### Description of the task
An exact transcript of all the records is required, with nothing left out.

_____

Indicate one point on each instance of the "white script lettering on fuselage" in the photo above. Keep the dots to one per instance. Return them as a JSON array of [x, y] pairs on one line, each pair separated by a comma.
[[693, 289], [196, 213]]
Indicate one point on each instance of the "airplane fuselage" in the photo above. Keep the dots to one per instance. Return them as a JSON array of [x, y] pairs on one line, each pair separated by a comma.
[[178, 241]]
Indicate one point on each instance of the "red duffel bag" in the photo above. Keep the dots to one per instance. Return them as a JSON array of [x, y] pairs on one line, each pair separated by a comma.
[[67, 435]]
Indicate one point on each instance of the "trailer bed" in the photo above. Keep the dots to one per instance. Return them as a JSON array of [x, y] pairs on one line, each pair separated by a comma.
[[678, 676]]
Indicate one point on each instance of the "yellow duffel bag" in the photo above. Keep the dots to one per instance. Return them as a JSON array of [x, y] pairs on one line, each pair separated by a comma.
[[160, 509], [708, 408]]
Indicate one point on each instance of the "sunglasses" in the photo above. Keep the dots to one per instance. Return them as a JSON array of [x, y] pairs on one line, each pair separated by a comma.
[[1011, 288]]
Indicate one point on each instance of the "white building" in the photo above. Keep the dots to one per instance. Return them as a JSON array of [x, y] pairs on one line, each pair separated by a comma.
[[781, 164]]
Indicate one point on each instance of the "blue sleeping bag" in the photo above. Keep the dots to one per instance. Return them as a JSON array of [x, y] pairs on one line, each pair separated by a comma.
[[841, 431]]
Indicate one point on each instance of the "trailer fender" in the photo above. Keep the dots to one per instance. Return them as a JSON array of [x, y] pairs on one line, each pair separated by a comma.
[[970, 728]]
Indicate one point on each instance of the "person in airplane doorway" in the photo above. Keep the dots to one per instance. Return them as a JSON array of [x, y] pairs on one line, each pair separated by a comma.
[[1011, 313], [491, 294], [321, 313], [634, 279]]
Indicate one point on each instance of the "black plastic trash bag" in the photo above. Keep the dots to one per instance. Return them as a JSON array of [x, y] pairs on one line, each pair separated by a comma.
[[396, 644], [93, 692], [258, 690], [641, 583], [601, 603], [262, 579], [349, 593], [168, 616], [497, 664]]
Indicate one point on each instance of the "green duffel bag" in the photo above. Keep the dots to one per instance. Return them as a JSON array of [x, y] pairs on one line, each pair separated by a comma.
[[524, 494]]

_____

### Exercise output
Indicate one point on each instance of the "white script lettering on fuselage" in the photo above. Keep the dots to one per instance. Return them as a JSON array of [x, y] pairs on one line, each pair separated by a comma.
[[693, 289], [196, 213]]
Indicate one point on each instance of the "airplane fuselage" in the photo above. Keep the dots to one per instance. Return them as a JSON array of [x, y] pairs on one line, each pair separated by a comma.
[[178, 241]]
Indicate one point on each instance of the "red duffel bag" in the photo above. Keep the dots to one per instance. Return them as a JSON array of [x, y] pairs on one line, each pair separated by a comma.
[[67, 435]]
Indicate one point on each instance of the "trailer bed" in the photo above. Keep the dots to one per instance. Return them as a JSON array of [x, y] pairs on one line, each pair separated by a comma.
[[678, 676]]
Indicate one point on each instance of the "yellow duffel bag" in the photo above. Keep the dots to one per instance. Return them as a JSON array of [x, y] pairs on one line, each pair separated by a comma.
[[160, 509], [708, 408]]
Indicate one point on each instance of the "sunglasses" in the photo above. Keep the dots to one per instance. Return them as a JSON array of [x, y] pairs on one line, each pair separated by a comma.
[[1011, 288]]
Indicate one point on each instance of the "white building" in the photo above. Keep the dots to one per instance. Return them as a JSON array of [x, y] pairs on one line, each pair separated by a comma.
[[781, 164]]
Indicate one point on each instance of the "blue sleeping bag" in the photo above. Keep the dots to one per instance. Return them as a JSON array of [x, y] pairs on one line, each pair separated by a comma.
[[841, 431]]
Indicate one point on each instance of the "trailer fender" in the photo above. Keep the dots to one per instance. Return them as a JSON array of [x, y] pairs on one line, each pair separated by a comma.
[[970, 728]]
Indicate one point on each instance of the "person in airplane doorway" in the photo above. Keep the dots to one per instance. Return them as a JSON array of [x, y] pairs on one line, each pair separated by a comma.
[[1011, 313], [491, 294], [321, 313], [634, 279]]
Indicate one point on each instance of the "black plastic trash bag" in the photo above. Keep the dots to one per instance. Return them as a JSON array of [x, y] pairs on one line, each pair separated by a comma.
[[396, 644], [93, 692], [258, 690], [641, 583], [601, 603], [262, 579], [349, 593], [168, 616], [497, 664]]
Indicate one point on each instance of the "green duffel bag" in the photo above. Keep the dots to one per instance. Return them as a JSON array of [x, y] pairs on one line, each pair separated by a comma.
[[524, 494]]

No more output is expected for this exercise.